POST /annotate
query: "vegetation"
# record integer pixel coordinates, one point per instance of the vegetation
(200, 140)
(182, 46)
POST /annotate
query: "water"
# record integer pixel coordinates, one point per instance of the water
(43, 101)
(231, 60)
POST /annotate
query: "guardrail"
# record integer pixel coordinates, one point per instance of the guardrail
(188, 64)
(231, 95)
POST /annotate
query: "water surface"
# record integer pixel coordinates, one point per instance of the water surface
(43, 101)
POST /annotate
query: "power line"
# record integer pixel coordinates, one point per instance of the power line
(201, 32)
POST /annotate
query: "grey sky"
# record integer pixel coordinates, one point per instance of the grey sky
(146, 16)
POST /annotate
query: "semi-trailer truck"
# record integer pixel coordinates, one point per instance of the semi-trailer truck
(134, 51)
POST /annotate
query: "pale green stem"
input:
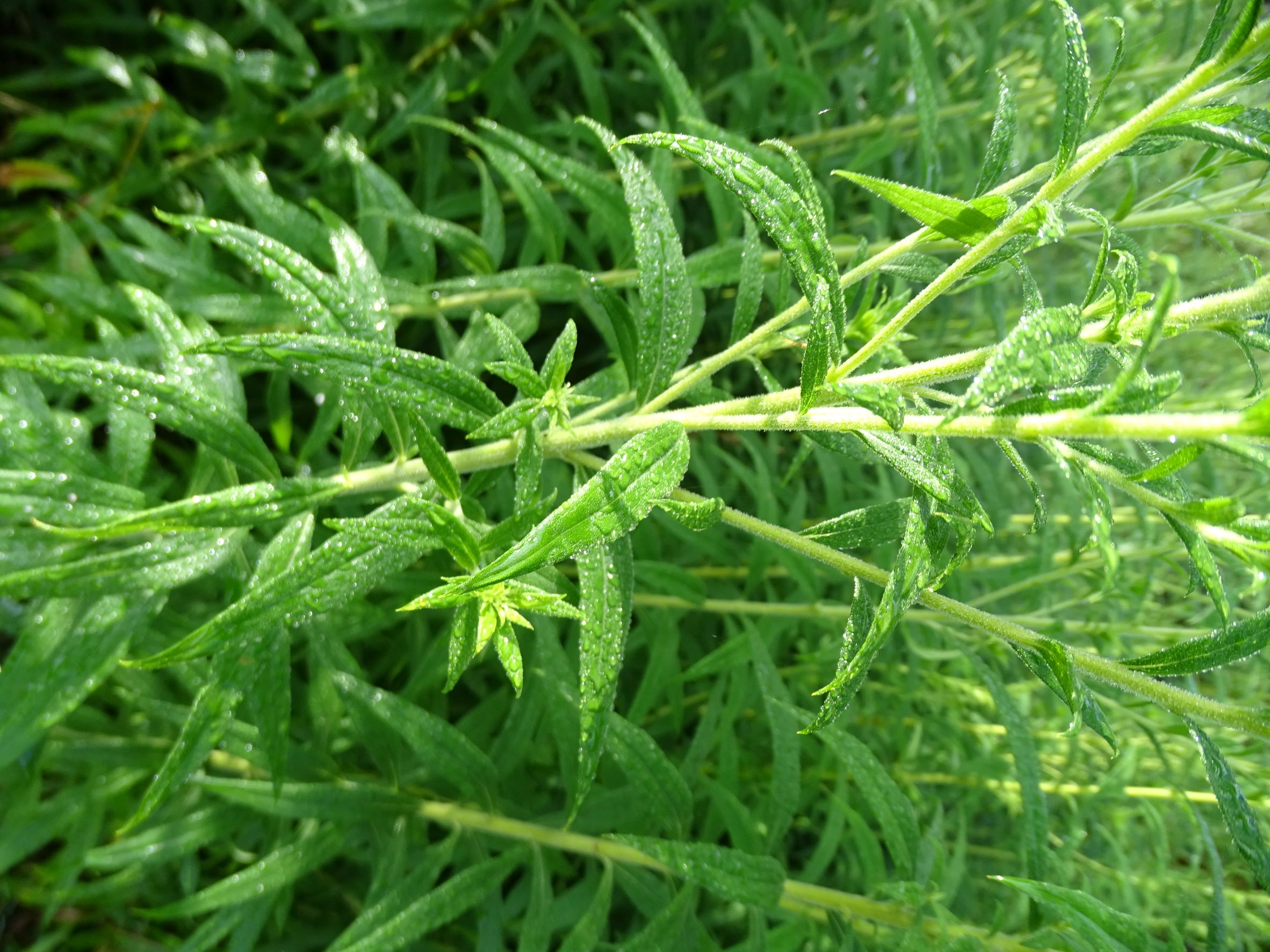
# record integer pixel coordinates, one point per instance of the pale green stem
(803, 898)
(1104, 670)
(1085, 165)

• **The request**: Could you convert every line of the entries above into a JSON list of strings, one string per line, with blank lines dropped and the pictures left out?

• **Written solution**:
[
  "POST /annotate",
  "query: \"vegetation\"",
  "# record integer pixel coordinates, one point per instance of the vegetation",
  "(200, 140)",
  "(182, 46)",
  "POST /annotate",
  "query: \"water\"",
  "# record integer pixel coordinates, one point per instance of the water",
  "(43, 101)",
  "(231, 60)",
  "POST /annotate",
  "query: \"guardrail\"",
  "# record integer pixel coordinates, one point per instance of the guardrail",
  "(188, 64)",
  "(231, 95)",
  "POST /annotate",
  "query: \"water surface\"",
  "# record integer pixel coordinates, one point per instance of the water surface",
  "(43, 101)",
  "POST /annotate",
  "query: \"power line\"",
  "# record integer pixel coordinates, one point per instance of the power line",
  "(201, 32)",
  "POST /annotate",
  "query: \"grey sky\"",
  "# record integer pixel coordinates, one point per instance of the grey sky",
  "(146, 16)",
  "POST /annotate",
  "query: \"semi-trailer truck\"",
  "# record integer pixel coordinates, one point per instance of the semi-trailer truck",
  "(134, 51)",
  "POST /annotate",
  "query: \"pale green stem\"",
  "input:",
  "# record integer pixel coordinates, one point per instance of the pale green stem",
  "(803, 898)",
  "(1104, 670)",
  "(1085, 165)"
]